[Stored data]
· · · · · · ·

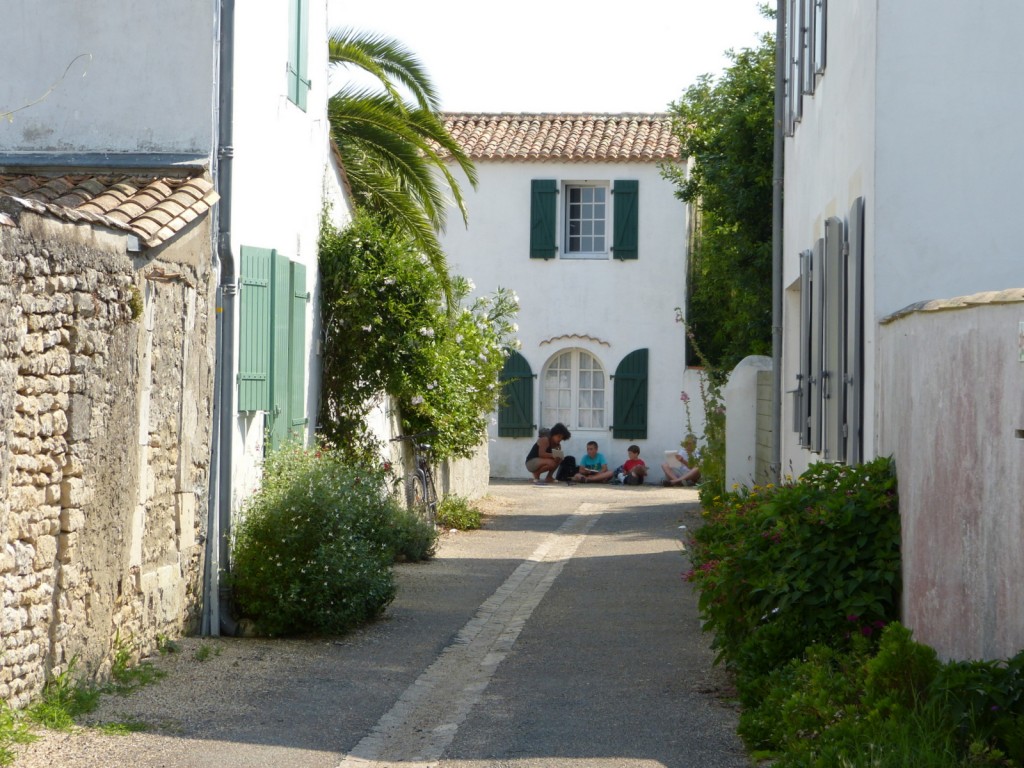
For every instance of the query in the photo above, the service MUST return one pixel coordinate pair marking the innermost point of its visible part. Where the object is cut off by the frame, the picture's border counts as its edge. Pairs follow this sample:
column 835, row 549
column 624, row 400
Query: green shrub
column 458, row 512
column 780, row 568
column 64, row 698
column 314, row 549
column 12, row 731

· · · · · · ·

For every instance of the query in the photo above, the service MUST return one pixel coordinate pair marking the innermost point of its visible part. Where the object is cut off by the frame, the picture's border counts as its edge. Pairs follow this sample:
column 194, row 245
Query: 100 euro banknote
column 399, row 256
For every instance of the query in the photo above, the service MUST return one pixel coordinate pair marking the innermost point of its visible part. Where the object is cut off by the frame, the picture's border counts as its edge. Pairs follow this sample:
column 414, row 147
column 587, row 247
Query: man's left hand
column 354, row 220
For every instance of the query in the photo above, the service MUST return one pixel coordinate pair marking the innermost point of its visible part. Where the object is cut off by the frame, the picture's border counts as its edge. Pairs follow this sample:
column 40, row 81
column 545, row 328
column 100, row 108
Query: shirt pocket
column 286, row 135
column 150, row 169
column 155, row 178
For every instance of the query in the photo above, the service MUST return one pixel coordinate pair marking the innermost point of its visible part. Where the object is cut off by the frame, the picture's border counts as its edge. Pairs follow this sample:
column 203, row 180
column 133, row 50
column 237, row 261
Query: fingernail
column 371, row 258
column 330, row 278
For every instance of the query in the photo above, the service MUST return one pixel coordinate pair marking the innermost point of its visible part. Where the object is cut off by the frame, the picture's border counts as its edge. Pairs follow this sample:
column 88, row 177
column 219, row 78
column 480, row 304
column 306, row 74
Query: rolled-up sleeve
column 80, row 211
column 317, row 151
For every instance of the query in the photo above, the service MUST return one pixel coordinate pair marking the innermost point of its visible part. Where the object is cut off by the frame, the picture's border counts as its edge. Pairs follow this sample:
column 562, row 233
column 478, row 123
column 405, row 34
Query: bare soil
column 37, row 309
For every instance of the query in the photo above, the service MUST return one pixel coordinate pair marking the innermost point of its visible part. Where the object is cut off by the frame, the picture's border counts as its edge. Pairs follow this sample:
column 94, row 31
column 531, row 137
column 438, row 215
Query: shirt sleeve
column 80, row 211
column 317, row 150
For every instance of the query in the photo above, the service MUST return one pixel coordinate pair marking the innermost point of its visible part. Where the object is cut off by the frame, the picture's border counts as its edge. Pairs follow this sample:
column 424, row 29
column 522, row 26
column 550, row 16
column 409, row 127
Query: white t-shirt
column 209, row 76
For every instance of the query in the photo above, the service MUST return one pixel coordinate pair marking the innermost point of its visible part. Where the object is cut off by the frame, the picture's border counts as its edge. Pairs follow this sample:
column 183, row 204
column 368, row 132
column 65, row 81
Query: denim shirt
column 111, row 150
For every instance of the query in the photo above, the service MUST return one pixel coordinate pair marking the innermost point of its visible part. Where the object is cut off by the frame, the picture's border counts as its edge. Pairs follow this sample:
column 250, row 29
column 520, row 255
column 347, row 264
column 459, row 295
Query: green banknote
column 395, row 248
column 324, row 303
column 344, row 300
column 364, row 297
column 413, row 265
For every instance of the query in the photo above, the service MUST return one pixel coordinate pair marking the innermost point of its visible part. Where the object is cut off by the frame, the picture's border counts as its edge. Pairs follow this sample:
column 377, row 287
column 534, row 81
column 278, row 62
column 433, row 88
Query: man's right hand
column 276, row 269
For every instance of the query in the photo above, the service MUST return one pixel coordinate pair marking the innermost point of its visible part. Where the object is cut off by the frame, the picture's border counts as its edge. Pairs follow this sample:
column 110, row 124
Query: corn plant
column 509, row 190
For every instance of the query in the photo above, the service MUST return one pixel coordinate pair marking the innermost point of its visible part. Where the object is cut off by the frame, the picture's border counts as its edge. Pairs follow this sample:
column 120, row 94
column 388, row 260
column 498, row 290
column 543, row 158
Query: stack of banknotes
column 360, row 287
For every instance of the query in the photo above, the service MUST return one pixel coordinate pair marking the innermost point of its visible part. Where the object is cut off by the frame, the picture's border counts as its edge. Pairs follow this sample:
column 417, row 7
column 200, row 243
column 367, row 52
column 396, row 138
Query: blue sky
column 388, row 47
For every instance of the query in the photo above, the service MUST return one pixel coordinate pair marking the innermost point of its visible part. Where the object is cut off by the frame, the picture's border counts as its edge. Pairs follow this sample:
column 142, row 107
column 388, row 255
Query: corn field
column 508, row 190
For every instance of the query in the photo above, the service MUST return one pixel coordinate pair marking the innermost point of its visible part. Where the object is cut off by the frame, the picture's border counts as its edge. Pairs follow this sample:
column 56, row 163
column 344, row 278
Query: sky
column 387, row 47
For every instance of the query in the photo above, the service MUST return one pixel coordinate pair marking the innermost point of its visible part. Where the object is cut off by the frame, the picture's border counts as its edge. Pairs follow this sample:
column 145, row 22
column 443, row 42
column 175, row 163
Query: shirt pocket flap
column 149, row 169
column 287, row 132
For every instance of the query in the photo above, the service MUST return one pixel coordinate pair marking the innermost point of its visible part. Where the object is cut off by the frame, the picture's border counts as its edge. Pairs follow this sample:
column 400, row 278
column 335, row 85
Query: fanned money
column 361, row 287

· · · · · · ·

### What to work on
List every line in the stored data above that contains the string "pocket", matching case exactly.

### Worked answer
Query: shirt pocket
Query: shirt pocket flap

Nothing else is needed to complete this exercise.